== ТЕКСТ ==
● ● ● ● ●
Думбадзе, по сути, выдумал Грузию, как Искандер выдумал свой Мухус; из этого культурного архетипа, заявленного в ранних повестях, вырос феномен грузинского кино 60–70-х, знаменитые короткометражки Габриадзе, фильмы Квачадзе и Шенгелая, Чхеидзе и Данелия. В эту Грузию верил весь мир — и, кажется, даже сами грузины. В 90-е этот образ рухнул; недостаточность и облегченность его видел сам поздний Думбадзе. О том, в чем он искал выход, свидетельствует последняя фраза «Закона вечности»: «К Марии!». Но насколько этот выход реален для него самого, не говоря уж о нации в целом, сказать трудно: 6 лет до самой смерти он почти ничего не писал. Страшней всего оказывается вывод о том, что недостаточно быть просто человеком: этого мало, чтобы противостоять вызовам ХХ века. Тут надо быть или героем-одиночкой вроде тех, о ком писал Василь Быков, либо частью обновившегося, переродившегося социума, который прошел через национальную катастрофу и сплотился уже не на родовых, а на религиозных и культурных основаниях.

Сбудется ли мечта Думбадзе об этой новой общности и какой выйдет его Грузия — да и все мы — из эпохи распада? Я не знаю этого; но если этот новый социум возникнет — он будет таким, каким видел его лучший грузинский прозаик.
● ● ● ● ●
== ЗАДАНИЕ 1 ==
Отредактируйте участок перечня от строки, содержащей «For each instance of the mountain», до конца перечня включительно: замените «mountain ridge» на «rocky ridge», а всё остальное приведите без изменений.
Текст и перечень между собой никак не связаны.

== ИСХОДНЫЕ ДАННЫЕ ==
● ● ● ● ●
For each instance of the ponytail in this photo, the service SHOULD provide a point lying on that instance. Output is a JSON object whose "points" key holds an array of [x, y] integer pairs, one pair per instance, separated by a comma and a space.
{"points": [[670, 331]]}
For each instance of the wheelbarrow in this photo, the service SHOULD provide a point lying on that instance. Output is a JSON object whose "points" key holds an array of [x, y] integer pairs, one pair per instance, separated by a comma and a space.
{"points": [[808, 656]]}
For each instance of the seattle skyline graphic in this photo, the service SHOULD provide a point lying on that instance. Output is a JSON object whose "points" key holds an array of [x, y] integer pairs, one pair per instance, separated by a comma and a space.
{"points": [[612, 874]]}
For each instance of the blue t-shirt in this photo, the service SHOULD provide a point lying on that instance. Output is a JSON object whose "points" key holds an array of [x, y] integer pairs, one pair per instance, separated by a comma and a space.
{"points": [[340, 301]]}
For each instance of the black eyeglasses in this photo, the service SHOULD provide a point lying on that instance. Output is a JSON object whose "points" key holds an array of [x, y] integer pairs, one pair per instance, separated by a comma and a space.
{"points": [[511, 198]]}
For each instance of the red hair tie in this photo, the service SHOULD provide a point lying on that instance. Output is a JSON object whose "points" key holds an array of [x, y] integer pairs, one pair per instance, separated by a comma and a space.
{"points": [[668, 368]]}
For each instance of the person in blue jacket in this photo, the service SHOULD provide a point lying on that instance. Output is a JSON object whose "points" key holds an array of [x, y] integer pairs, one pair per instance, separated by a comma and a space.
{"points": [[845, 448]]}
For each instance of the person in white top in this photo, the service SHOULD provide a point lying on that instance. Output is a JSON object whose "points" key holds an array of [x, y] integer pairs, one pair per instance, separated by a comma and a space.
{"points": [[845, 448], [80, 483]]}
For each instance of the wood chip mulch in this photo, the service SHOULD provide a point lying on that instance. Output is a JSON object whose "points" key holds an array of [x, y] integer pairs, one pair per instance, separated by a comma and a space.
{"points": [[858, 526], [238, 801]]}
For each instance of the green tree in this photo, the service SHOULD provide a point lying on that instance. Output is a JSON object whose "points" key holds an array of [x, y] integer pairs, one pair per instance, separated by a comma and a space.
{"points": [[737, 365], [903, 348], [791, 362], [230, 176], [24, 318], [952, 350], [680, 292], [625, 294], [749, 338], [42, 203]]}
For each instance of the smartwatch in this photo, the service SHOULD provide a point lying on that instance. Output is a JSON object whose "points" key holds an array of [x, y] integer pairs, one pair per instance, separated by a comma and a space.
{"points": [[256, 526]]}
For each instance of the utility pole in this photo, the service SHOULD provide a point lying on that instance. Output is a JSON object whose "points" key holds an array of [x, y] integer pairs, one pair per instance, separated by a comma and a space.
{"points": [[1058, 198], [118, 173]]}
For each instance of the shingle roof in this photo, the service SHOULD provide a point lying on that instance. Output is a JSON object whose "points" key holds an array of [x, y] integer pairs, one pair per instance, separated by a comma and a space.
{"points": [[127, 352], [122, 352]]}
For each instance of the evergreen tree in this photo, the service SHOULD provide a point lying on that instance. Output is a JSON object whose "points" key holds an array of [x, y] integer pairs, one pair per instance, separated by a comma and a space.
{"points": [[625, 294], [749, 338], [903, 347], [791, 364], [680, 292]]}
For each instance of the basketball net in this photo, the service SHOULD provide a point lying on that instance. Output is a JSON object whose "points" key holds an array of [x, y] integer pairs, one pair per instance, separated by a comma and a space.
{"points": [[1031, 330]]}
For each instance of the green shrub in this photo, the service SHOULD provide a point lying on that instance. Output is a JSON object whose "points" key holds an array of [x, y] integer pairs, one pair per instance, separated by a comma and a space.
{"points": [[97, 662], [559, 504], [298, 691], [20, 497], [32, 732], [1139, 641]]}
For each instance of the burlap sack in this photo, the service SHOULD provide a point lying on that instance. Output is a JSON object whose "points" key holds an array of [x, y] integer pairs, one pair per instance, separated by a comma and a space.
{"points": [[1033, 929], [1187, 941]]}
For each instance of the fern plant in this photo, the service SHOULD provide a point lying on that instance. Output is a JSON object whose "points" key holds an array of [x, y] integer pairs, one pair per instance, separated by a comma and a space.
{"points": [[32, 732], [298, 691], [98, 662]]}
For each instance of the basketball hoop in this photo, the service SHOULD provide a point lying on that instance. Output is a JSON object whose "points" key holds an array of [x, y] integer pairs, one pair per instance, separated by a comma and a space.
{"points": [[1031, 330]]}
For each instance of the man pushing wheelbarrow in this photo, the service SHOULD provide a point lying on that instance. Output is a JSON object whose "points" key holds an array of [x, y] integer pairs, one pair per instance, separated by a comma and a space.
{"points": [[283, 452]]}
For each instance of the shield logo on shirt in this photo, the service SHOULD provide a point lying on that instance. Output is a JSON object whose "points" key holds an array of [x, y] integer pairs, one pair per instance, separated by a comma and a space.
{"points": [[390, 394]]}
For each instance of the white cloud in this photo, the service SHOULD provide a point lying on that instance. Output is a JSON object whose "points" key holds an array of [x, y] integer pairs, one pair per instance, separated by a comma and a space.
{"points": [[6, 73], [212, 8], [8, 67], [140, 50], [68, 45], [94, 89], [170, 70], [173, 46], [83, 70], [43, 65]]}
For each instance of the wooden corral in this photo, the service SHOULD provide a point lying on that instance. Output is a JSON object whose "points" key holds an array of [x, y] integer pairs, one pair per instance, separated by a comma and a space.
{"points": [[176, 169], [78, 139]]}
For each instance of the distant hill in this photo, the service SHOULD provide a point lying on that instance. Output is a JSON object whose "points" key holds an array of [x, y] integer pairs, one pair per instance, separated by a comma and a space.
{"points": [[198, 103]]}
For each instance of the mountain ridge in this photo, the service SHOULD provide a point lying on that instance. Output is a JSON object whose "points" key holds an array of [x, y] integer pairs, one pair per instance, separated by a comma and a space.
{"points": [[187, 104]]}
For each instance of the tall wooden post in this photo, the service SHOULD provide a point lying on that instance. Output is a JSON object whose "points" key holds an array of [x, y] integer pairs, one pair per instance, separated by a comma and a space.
● ● ● ● ●
== ЗАДАНИЕ 2 ==
Какой фразой, согласно тексту о Думбадзе, заканчивается «Закон вечности»?

== ПИСЬМЕННЫЙ ОТВЕТ 1 ==
For each instance of the rocky ridge in this photo, the service SHOULD provide a point lying on that instance. Output is a JSON object whose "points" key holds an array of [x, y] integer pairs, one pair per instance, separated by a comma and a space.
{"points": [[187, 104]]}
For each instance of the tall wooden post in this photo, the service SHOULD provide a point lying on that instance. Output is a JSON object whose "points" key holds an array of [x, y] integer pairs, one pair per instance, separated by a comma and a space.

== ПИСЬМЕННЫЙ ОТВЕТ 2 ==
«К Марии!»